# Job
Rewrite the rows below, swapping "blurred" for "out-of-focus" and changing nothing else. Leave the pictures out of your answer.
**********
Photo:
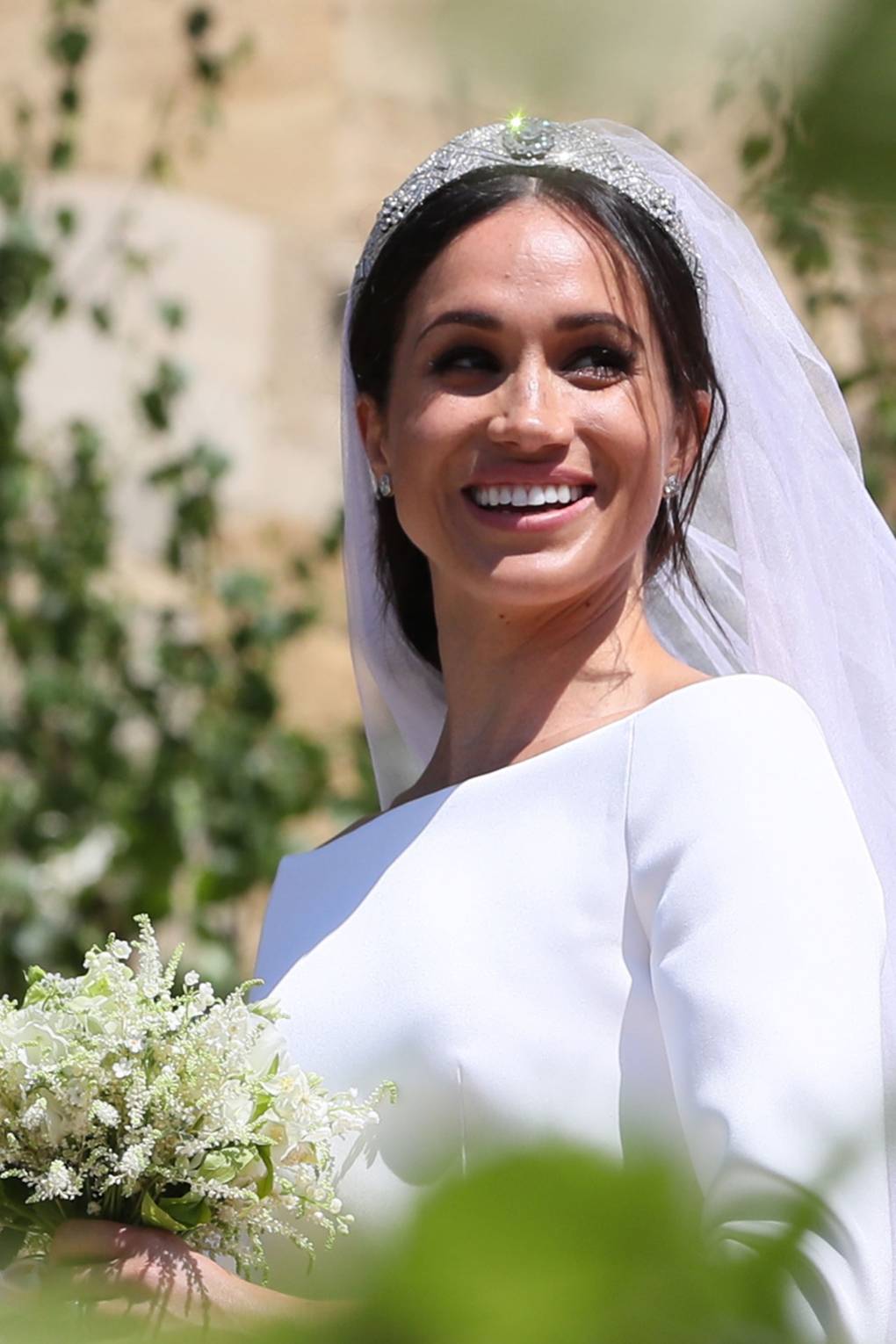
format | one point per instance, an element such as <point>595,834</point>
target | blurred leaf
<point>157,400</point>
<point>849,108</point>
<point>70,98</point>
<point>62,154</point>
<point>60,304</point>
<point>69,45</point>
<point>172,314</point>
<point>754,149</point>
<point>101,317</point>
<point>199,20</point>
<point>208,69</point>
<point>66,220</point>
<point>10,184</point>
**********
# Output below
Photo:
format | one point per instance, an element such as <point>595,834</point>
target | out-of-focus leaf
<point>157,400</point>
<point>849,108</point>
<point>70,98</point>
<point>62,154</point>
<point>60,304</point>
<point>69,45</point>
<point>172,314</point>
<point>754,149</point>
<point>101,317</point>
<point>199,20</point>
<point>208,69</point>
<point>66,220</point>
<point>10,184</point>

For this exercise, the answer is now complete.